PAGE:
========

Raccolta delle decisioni del Tribunale federale svizzero

BGE 91 I 329



91 I 329

53. Extrait de l'arrêt du 13 octobre 1965 dans la cause Barret et consorts
contre Conseil d'Etat du canton de Neuchâtel. Regeste

    Eigentumsgarantie. Gesetzliche Grundlage, öffentliches Interesse,
materielle Enteignung.

    1.  Ob eine öffentlich-rechtliche Eigentumsbeschränkung auf einer
gesetzlichen Grundlage beruhe, prüft das Bundesgericht frei, sobald der
Eingriff besonders schwer ist; dass er ausserdem weiter gehe, als bisher
üblich war, ist nicht erforderlich (Erw. 1a).

    2.  Gesetzliche Grundlage, nach neuenburgischem Recht, für einen
Bebauungsplan, der den Schutz eines Landschaftsbildes bezweckt und
aufgestellt wurde vom Regierungsrat anstelle der Gemeinde, welche es
ablehnte, die erforderlichen Massnahmen zu treffen (Erw. 1 b).

    3.  Voraussetzungen, unter denen eine öffentlich-rechtliche
Eigentumsbeschränkung im öffentlichen Interesse liegt; Pflicht
der Behörden, das behauptete öffentliche Interesse mit den
entgegenstehenden privaten Interessen zu vergleichen und den Grundsatz der
Verhältnismässigkeit zu beachten. Schutz des natürlichen Landschaftsbildes
als im öffentlichen Interesse liegende Aufgabe (Erw. 2).

    4.  Begriff der materiellen Enteignung; Präzisierung der bisherigen
ständigen Rechtsprechung (Erw. 3).

Sachverhalt

    A.- Il y a plusieurs années, la commune de Bevaix (canton de Neuchâtel)

========

DONNÉES FOURNIES:
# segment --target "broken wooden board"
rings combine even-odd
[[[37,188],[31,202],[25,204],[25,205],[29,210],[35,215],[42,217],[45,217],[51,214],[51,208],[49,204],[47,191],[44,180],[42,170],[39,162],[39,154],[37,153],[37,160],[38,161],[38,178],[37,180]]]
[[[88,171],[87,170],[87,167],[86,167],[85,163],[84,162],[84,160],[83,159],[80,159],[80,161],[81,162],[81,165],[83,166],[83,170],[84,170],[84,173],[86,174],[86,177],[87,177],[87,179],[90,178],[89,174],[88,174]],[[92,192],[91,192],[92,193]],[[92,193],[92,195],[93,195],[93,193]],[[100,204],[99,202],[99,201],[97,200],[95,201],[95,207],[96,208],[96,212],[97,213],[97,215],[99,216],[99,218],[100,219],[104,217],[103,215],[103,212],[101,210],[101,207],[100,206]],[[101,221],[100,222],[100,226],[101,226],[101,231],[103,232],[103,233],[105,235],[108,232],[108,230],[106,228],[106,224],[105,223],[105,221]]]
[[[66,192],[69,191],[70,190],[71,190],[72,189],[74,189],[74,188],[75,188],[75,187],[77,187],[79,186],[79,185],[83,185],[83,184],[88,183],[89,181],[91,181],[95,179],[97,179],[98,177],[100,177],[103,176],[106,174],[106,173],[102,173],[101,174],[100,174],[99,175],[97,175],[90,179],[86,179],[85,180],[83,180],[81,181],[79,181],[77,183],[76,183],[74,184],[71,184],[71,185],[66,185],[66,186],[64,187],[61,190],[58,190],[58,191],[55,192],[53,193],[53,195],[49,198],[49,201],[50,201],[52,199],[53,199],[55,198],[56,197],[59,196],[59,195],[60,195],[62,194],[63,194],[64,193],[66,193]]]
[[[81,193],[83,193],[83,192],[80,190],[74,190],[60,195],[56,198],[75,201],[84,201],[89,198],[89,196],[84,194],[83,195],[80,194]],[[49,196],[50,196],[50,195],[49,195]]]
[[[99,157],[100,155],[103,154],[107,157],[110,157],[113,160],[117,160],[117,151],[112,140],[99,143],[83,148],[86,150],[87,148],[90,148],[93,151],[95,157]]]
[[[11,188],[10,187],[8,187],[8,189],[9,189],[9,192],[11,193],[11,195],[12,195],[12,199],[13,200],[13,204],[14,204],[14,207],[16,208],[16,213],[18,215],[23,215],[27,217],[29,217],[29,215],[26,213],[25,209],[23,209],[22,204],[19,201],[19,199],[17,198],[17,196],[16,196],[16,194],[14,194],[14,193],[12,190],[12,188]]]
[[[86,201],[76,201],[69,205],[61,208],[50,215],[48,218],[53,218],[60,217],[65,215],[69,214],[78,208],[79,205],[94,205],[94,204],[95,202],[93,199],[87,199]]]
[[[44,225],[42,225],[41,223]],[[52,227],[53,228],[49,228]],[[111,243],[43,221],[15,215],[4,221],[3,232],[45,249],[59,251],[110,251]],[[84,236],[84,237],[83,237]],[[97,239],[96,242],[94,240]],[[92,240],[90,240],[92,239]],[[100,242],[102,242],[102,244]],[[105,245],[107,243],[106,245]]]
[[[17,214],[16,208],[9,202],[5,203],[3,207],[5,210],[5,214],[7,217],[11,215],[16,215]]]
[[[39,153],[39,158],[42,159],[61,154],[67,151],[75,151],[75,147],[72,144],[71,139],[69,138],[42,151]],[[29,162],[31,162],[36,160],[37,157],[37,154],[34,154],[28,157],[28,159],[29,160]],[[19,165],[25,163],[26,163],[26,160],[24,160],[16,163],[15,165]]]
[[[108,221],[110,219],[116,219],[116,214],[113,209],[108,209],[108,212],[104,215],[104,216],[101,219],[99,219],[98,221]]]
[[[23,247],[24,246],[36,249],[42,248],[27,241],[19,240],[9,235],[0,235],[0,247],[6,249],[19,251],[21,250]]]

========

CONSIGNES:
1. Répondez aux questions suivantes à partir de l'arrêt.
(a) De quelle date est l'arrêt ?
(b) Contre quelle autorité la cause Barret et consorts est-elle dirigée ?
(c) Quelle commune est nommée au début des faits ?
2. Reprenez l'exposé des faits de l'arrêt là où le texte s'arrête et poursuivez-le.

RÉPONSES ATTENDUES:
1.
(a) Du 13 octobre 1965.
(b) Contre le Conseil d'Etat du canton de Neuchâtel.
(c) La commune de Bevaix, dans le canton de Neuchâtel.

2.
prépara un plan d'aménagement pour l'ensemble de son territoire. Les études
furent suspendues en raison de la construction d'une route cantonale et de
travaux d'améliorations foncières. La commune entreprit alors l'étude de
plans partiels. Le 17 mai 1963, son Conseil général adopta un règlement des
grèves communales. Le 10 juillet 1964, le Conseil d'Etat informa cependant
le Conseil communal qu'il ne pouvait sanctionner ce plan. En même temps,
il lui fit savoir qu'il estimait urgent de protéger les grèves et le coteau
de l'Abbaye, qui les domine; c'est pourquoi il lui remit, pour ce site,
un projet de plan et de règlement élaboré par les services cantonaux et
lui impartit un délai au 30 septembre 1964 pour le soumettre au Conseil
général. Il précisa que, faute d'une décision de celuici avant le 31
décembre 1964, il prendrait lui-même les mesures de protection nécessaires.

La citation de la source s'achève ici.